By Laura Tarasoff
It had been an exceptionally beautiful day for November in Seattle. The attendees had taken time between sessions to soak up the sun and each other. Writer.ly PubCamp organizers did an exceptional job at keeping the length of each workshop comfortable and the transition between them seamless.
So as the final workshop of the day began, no one was exceptionally anxious for the day to be over. The participants scattered themselves across the room to make the room feel full, yet intimate. Theo Nestor came to the podium and began her time with a list of points. She leaned lightly on the stand, holding her glasses as she spoke, then lighting them to her face to refer to her notes.
Theo Pauline Nestor is the author of Writing Is My Drink: A Writer’s Story of Finding Her Voice (And a Guide to How You Can Too) (Simon & Schuster, 2013) and How to Sleep Alone in a King-Size Bed: A Memoir of Starting Over(Crown, 2008), which was selected by Kirkus Reviews as a 2008 Top Pick for Reading Groups and as a Target “Breakout Book.” An award-winning instructor, Nestor has taught the memoir certificate course for the University of Washington’s Professional & Continuing Education program since 2006. Nestor also produces events for writers such as the Wild Mountain Memoir Retreat and theBlack Mesa Writers’ Intensive, featuring talks by literary leaders such as Cheryl Strayed, Julia Cameron, and Natalie Goldberg.
5 Secrets to Writing Memoir That Sells:
1. Find and define your own frame.

[Saved dataset entries]
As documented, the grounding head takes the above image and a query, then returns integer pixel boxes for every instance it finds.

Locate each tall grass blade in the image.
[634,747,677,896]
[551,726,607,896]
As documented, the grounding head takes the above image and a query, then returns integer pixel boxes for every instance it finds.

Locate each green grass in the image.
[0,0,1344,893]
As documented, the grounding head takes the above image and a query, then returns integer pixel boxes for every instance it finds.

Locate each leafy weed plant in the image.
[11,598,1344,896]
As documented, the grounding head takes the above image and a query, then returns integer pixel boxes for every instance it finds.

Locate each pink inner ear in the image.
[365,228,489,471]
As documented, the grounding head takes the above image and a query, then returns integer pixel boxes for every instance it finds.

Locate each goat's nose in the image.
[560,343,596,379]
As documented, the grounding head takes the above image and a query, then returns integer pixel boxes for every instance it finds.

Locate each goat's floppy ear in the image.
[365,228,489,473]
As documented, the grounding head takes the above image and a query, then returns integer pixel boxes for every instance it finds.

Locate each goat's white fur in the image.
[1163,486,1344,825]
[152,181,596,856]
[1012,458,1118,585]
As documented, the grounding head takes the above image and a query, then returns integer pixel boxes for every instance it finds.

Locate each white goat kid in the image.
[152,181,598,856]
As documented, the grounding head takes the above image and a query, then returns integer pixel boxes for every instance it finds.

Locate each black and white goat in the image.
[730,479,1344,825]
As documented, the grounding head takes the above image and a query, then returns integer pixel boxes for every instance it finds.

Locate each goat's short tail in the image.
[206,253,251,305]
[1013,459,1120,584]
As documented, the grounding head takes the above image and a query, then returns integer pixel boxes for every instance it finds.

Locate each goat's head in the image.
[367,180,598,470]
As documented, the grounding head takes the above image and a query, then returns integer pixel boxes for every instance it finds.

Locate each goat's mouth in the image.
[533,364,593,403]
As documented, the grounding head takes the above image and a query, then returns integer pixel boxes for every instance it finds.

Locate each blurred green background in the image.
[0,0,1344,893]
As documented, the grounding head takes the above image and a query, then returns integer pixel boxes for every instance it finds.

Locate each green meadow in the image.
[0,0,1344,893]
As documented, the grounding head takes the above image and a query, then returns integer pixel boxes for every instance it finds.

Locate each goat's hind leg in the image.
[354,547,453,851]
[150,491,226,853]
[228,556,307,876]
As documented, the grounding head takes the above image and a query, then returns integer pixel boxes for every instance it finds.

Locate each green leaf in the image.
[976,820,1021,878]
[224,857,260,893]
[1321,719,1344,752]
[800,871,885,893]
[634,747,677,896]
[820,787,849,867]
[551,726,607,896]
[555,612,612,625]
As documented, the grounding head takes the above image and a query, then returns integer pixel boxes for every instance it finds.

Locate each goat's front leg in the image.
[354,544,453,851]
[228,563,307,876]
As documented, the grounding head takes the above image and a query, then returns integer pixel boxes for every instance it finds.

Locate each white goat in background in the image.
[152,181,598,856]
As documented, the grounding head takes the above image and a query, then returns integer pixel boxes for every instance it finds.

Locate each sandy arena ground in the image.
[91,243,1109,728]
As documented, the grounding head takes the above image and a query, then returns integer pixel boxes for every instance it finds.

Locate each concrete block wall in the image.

TASK PROMPT:
Transcribe everything from "By Laura Tarasoff" down to "to her notes." in the memoir workshop article above.

ANSWER FOR THIS EXERCISE:
By Laura Tarasoff
It had been an exceptionally beautiful day for November in Seattle. The attendees had taken time between sessions to soak up the sun and each other. Writer.ly PubCamp organizers did an exceptional job at keeping the length of each workshop comfortable and the transition between them seamless.
So as the final workshop of the day began, no one was exceptionally anxious for the day to be over. The participants scattered themselves across the room to make the room feel full, yet intimate. Theo Nestor came to the podium and began her time with a list of points. She leaned lightly on the stand, holding her glasses as she spoke, then lighting them to her face to refer to her notes.